▶ Sağlanan metin:
········
Panik kelimesi Trabzonspor’la çok bağdaşmıyor. Çünkü saha dışını, saha içiyle birleştiren, kendinden, sisteminden emin bir takım haline geldiler. Her maçı kazanacaklar diye bir şey olamaz normal olarak. Şimdiden gelecek sezonu planlamaya bile başladılar. Şampiyonlukla ilgili bir değişim yaşanmasını beklemiyorum.
– Türk futboluna bir çok Yetenekli futbolcu kazandırdınız Ozan, İrfan Can, Mustafa daha sayamadığım birçok isim. Çok isteyince alamadığınız oyuncular oldu mu hiç?
········
▶ Görev tanımı:
Trabzonspor hakkındaki metne göre aşağıdaki üç ifade doğru mu? Her birine evet ya da hayır deyin ve karara götüren sözleri metinden aynen alıntılayın.
1. Konuşan kişi şampiyonluk konusunda bir değişim beklemiyor.
2. Trabzonspor gelecek sezonu planlamaya henüz başlamadı.
3. Soruda sayılan futbolcular arasında İrfan Can da var.

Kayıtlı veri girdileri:
········
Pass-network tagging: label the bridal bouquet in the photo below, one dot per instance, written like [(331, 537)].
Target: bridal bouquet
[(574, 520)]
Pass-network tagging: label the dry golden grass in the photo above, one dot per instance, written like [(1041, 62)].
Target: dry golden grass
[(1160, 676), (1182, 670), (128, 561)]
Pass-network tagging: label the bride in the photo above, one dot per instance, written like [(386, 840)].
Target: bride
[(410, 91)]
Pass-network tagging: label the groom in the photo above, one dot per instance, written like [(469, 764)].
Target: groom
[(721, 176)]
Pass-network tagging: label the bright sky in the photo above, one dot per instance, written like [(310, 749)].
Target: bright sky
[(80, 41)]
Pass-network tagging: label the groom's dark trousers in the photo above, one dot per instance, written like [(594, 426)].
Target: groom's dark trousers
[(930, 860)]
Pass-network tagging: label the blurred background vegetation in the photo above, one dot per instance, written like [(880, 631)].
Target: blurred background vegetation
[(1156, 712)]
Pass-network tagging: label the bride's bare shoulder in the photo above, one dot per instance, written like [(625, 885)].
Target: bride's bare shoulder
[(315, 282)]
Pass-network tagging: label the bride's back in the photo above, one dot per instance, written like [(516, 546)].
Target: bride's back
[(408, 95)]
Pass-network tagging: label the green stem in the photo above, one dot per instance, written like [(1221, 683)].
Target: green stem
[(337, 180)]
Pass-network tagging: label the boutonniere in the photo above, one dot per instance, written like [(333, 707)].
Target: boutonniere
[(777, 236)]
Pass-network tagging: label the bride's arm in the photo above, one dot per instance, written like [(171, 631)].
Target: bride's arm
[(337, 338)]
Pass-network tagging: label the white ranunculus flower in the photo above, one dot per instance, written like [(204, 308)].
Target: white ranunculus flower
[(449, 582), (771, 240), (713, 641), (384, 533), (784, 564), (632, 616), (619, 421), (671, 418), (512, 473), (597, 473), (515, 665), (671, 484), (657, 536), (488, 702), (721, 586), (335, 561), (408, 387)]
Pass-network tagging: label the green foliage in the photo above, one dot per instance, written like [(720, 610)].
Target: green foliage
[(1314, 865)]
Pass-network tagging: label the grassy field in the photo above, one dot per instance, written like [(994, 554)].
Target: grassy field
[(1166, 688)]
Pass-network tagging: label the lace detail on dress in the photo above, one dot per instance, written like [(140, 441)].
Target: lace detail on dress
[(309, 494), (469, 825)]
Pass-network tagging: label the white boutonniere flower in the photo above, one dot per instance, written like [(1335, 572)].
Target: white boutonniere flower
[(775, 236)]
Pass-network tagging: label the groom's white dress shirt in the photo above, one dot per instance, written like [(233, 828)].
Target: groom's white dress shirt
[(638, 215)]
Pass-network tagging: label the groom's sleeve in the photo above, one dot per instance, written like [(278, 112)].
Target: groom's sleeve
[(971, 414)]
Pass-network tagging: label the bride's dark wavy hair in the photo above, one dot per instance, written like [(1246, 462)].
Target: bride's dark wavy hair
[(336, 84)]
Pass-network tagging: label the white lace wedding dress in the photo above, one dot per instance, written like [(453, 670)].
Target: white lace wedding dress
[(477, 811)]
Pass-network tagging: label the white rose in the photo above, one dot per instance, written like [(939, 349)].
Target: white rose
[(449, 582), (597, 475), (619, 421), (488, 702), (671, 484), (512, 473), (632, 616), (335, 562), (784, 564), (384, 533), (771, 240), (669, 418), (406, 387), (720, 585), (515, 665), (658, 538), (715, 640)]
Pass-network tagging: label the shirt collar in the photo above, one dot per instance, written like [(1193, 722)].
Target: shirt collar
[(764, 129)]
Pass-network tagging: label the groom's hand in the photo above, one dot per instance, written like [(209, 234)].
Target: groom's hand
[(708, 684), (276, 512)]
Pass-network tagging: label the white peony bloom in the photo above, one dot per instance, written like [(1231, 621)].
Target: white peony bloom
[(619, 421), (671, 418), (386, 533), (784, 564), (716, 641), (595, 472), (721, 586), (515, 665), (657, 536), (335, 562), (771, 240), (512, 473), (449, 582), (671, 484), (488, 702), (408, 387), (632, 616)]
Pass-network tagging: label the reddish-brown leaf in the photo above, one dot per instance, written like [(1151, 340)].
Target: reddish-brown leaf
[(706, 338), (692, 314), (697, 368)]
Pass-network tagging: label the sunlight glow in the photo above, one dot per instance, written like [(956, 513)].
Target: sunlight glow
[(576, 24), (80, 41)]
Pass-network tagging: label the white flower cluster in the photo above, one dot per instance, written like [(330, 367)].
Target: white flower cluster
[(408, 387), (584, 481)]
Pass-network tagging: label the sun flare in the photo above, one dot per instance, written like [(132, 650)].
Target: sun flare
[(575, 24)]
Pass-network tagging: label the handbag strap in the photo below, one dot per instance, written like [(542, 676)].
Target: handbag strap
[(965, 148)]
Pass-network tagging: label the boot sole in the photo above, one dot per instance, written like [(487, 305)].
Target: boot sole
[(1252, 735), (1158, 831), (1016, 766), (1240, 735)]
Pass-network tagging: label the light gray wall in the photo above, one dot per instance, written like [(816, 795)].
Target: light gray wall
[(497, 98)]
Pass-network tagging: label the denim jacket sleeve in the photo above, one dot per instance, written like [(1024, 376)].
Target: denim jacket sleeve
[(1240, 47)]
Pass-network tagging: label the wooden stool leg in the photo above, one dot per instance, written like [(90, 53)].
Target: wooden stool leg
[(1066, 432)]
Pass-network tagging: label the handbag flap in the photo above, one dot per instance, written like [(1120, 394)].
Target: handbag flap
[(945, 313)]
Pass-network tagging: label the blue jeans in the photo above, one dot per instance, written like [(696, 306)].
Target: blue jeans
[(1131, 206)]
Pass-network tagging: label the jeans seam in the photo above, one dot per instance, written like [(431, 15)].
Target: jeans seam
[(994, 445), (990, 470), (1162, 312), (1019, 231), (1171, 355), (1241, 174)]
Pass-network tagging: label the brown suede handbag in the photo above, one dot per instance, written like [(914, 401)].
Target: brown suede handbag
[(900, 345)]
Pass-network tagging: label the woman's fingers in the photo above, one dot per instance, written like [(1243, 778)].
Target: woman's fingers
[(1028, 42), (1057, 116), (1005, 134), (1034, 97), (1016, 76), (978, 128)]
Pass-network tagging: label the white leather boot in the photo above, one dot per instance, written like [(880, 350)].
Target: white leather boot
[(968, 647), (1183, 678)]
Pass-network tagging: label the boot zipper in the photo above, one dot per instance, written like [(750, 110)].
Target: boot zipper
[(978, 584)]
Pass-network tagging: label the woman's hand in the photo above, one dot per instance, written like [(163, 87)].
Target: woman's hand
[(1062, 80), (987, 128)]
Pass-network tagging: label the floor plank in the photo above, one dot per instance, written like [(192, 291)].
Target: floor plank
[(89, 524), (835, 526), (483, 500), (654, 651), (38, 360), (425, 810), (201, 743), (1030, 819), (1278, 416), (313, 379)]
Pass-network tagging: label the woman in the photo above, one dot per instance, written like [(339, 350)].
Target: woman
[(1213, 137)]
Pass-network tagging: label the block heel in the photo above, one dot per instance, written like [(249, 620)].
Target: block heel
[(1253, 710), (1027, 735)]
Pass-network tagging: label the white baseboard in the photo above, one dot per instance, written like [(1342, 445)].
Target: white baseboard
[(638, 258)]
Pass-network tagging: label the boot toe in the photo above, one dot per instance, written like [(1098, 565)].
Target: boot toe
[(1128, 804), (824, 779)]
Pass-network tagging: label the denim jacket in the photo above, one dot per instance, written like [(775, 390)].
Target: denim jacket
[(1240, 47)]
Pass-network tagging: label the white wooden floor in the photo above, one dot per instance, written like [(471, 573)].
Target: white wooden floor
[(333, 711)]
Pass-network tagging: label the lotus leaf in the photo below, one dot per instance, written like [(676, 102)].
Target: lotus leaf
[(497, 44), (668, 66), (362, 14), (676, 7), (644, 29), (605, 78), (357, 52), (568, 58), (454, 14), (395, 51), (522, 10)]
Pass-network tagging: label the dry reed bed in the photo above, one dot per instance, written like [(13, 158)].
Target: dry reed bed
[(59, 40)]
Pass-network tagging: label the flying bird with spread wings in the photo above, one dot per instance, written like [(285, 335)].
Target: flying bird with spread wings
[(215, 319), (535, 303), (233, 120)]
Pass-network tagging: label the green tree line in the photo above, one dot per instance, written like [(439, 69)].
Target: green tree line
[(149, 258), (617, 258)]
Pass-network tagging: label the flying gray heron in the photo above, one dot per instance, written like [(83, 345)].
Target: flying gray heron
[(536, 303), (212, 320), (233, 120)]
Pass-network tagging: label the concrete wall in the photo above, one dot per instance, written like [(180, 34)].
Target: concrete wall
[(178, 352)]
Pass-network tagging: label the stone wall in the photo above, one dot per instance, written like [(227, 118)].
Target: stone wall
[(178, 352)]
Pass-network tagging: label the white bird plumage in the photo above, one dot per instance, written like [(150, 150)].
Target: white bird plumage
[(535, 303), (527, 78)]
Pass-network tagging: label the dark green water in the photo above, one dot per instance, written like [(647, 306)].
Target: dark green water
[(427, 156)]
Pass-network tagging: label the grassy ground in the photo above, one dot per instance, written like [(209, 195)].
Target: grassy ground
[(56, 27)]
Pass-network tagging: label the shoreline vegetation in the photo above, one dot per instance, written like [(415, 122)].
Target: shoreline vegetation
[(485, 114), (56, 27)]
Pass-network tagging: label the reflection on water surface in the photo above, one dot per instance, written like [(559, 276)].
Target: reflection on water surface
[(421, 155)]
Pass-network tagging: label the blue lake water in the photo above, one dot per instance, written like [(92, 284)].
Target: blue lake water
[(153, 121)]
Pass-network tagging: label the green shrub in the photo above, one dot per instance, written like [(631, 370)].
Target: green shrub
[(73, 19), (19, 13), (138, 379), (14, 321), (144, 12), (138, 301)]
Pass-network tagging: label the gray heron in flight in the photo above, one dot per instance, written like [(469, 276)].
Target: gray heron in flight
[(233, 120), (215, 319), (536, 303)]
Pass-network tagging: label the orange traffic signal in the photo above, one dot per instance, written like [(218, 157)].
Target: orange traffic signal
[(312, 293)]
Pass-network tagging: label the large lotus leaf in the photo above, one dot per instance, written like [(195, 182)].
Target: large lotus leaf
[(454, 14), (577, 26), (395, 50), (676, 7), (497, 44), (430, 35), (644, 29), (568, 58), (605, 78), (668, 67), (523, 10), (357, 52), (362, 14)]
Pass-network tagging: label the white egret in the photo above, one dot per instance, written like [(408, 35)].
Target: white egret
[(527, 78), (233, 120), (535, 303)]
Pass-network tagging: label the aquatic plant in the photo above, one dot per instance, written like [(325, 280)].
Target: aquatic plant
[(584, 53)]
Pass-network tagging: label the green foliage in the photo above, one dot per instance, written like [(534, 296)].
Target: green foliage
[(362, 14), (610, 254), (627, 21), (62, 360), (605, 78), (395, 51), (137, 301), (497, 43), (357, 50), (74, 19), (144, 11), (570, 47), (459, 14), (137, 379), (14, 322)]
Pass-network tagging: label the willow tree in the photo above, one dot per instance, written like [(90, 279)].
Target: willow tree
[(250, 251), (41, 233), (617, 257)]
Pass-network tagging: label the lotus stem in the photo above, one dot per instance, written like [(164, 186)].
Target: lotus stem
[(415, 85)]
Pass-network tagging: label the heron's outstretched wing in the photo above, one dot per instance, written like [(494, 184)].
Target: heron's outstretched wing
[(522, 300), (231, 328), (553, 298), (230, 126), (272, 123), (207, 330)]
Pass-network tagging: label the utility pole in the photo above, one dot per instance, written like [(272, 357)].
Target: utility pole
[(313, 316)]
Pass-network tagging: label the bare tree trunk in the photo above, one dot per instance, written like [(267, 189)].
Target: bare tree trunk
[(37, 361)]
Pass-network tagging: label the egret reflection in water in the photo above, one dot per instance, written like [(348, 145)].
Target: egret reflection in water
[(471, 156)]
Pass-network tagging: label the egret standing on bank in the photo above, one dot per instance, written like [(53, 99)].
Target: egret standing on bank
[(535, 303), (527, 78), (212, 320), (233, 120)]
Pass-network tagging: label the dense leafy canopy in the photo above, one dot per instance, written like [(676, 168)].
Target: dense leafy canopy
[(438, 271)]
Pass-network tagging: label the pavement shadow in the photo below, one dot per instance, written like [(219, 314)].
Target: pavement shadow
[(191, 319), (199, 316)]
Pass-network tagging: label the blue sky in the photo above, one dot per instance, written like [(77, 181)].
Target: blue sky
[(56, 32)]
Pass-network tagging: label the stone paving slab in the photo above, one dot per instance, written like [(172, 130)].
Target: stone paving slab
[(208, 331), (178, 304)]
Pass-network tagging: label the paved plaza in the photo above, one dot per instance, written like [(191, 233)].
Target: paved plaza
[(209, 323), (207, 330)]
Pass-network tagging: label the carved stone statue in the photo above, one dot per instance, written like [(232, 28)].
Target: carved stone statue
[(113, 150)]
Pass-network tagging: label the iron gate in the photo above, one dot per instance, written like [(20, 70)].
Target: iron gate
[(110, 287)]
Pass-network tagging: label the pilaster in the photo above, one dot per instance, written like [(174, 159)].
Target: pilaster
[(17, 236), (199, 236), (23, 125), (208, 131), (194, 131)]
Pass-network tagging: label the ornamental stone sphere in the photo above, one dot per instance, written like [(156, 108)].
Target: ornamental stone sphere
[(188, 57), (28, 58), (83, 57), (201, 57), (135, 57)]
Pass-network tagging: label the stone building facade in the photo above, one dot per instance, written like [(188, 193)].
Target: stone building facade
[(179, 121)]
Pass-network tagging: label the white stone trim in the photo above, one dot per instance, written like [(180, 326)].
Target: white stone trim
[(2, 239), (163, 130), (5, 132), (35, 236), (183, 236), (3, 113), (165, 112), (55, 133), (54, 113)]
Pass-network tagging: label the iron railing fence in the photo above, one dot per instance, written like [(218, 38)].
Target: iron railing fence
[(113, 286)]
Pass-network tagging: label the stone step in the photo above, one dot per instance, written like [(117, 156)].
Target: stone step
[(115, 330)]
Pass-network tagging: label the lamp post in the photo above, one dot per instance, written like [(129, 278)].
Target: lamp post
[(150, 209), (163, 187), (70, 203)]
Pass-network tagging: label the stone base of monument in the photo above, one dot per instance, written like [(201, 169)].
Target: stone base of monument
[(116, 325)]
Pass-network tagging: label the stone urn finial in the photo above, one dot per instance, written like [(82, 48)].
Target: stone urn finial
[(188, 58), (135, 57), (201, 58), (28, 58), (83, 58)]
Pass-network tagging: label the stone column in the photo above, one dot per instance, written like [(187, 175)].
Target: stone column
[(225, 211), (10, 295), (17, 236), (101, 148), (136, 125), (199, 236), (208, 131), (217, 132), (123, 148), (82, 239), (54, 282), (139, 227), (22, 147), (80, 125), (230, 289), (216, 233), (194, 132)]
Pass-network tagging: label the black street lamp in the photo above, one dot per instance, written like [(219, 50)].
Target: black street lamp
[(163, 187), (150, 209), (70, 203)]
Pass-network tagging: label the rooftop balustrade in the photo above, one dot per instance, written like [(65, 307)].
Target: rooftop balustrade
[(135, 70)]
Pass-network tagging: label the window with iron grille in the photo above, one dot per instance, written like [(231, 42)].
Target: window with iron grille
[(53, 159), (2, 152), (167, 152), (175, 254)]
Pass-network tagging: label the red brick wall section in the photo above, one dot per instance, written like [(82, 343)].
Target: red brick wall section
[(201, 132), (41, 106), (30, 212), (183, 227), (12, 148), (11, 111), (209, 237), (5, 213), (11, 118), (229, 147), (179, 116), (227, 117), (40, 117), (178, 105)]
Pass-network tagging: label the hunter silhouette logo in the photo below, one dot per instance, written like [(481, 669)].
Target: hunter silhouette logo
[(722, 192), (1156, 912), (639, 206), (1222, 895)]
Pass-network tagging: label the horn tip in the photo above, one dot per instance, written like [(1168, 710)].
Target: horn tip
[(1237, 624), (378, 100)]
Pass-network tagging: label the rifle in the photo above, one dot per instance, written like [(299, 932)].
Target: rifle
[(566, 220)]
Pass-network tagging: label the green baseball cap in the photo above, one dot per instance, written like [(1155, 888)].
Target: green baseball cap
········
▶ Görev sonucu:
1. Evet: "Şampiyonlukla ilgili bir değişim yaşanmasını beklemiyorum."
2. Hayır: "Şimdiden gelecek sezonu planlamaya bile başladılar."
3. Evet: "Ozan, İrfan Can, Mustafa"